To do ::
Rewrite the lines below as a numbered list, leaving out any blank lines.

[Pointing records for named objects]
• • • • •

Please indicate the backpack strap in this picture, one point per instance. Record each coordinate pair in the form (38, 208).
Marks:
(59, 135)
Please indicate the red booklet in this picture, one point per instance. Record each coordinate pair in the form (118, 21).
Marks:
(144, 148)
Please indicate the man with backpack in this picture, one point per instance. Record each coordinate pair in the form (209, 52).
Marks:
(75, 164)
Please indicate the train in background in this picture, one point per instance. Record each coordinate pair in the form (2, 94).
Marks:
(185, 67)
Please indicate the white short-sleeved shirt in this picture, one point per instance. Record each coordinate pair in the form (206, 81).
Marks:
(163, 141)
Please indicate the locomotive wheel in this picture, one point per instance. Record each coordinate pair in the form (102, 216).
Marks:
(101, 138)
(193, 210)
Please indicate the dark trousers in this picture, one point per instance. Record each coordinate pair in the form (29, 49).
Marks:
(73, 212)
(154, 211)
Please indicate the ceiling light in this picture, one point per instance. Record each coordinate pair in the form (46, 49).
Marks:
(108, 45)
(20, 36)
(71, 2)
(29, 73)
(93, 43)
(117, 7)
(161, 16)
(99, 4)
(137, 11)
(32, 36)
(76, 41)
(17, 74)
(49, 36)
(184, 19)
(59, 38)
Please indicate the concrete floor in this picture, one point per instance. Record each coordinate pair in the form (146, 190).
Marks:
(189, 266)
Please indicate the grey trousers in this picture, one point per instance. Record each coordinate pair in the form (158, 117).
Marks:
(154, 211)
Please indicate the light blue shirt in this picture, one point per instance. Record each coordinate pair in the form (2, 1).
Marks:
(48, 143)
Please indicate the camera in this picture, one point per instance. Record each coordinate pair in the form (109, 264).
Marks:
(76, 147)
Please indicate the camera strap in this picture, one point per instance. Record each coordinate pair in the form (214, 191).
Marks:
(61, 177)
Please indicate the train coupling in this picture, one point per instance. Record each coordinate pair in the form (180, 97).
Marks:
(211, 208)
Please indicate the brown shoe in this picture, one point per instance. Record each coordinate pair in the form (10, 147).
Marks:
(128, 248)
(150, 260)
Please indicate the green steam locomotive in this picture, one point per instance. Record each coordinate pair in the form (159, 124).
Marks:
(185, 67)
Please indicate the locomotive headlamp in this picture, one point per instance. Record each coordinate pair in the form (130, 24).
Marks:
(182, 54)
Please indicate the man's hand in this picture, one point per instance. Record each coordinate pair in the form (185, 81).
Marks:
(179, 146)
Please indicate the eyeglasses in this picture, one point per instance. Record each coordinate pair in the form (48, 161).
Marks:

• • • • •

Response to the exercise ::
1. Please indicate the backpack strap in this picture, one point per instance. Record each coordinate pair in the form (38, 208).
2. Marks:
3. (59, 135)
4. Please indicate the red booklet in this picture, one point per instance. Record each coordinate pair in the form (118, 21).
5. Marks:
6. (144, 148)
7. Please indicate the man with backpack in this picture, one point per instance. Record each coordinate pair in the form (209, 52).
8. Marks:
9. (75, 164)
10. Please indicate the train in background in this picture, one point per instance. Record each coordinate pair in the form (2, 94).
11. Marks:
12. (185, 67)
13. Please indicate the white short-sleeved shirt in this picture, one point per instance. Record each coordinate pair in the form (206, 81).
14. Marks:
15. (163, 141)
16. Please indicate the locomotive wheel in this picture, one point per instance. Record each coordinate pair in the form (102, 216).
17. Marks:
18. (101, 138)
19. (193, 210)
20. Please indicate the dark trousers in this picture, one point per instance. Record each coordinate pair in the form (29, 49).
21. Marks:
22. (73, 212)
23. (154, 211)
24. Please indicate the ceiling light in this picture, one point per instance. Record each coordinate pair in the form (46, 49).
25. Marks:
26. (108, 45)
27. (20, 36)
28. (71, 2)
29. (29, 73)
30. (93, 43)
31. (117, 7)
32. (161, 16)
33. (99, 4)
34. (137, 11)
35. (32, 36)
36. (76, 41)
37. (17, 74)
38. (49, 36)
39. (184, 19)
40. (59, 38)
41. Please indicate the concrete floor in this picture, one point per instance. Record each coordinate pair in the form (146, 190).
42. Marks:
43. (189, 266)
44. Please indicate the grey trousers in this picture, one point per instance. Record each coordinate pair in the form (158, 117).
45. Marks:
46. (154, 211)
47. Please indicate the light blue shirt in this picture, one point per instance. Record each coordinate pair in the form (2, 1).
48. Marks:
49. (48, 143)
50. Please indicate the camera in this picture, one point per instance. Record each coordinate pair in the form (109, 264).
51. Marks:
52. (76, 147)
53. Please indicate the camera strap in this picture, one point per instance. Record each coordinate pair in the form (214, 191).
54. Marks:
55. (61, 177)
56. Please indicate the train coupling in this picture, one point per instance. Record each coordinate pair in the form (180, 97).
57. Marks:
58. (211, 208)
59. Please indicate the brown shoe in this picture, one point per instance. Record each coordinate pair in the form (10, 147).
60. Marks:
61. (128, 248)
62. (150, 260)
63. Please indicate the green steam locomotive in this picture, one point per instance. Record each coordinate pair in the form (159, 124).
64. Marks:
65. (185, 67)
66. Please indicate the locomotive headlamp in this picture, one point per instance. Record each coordinate pair in the form (130, 24).
67. Marks:
68. (182, 54)
69. Please indicate the man's hand in this picture, one point per instance. Record each coordinate pair in the form (185, 81).
70. Marks:
71. (179, 146)
72. Please indicate the eyeglasses in this picture, one point per instance. Record each coordinate pair in the form (48, 161).
73. Marks:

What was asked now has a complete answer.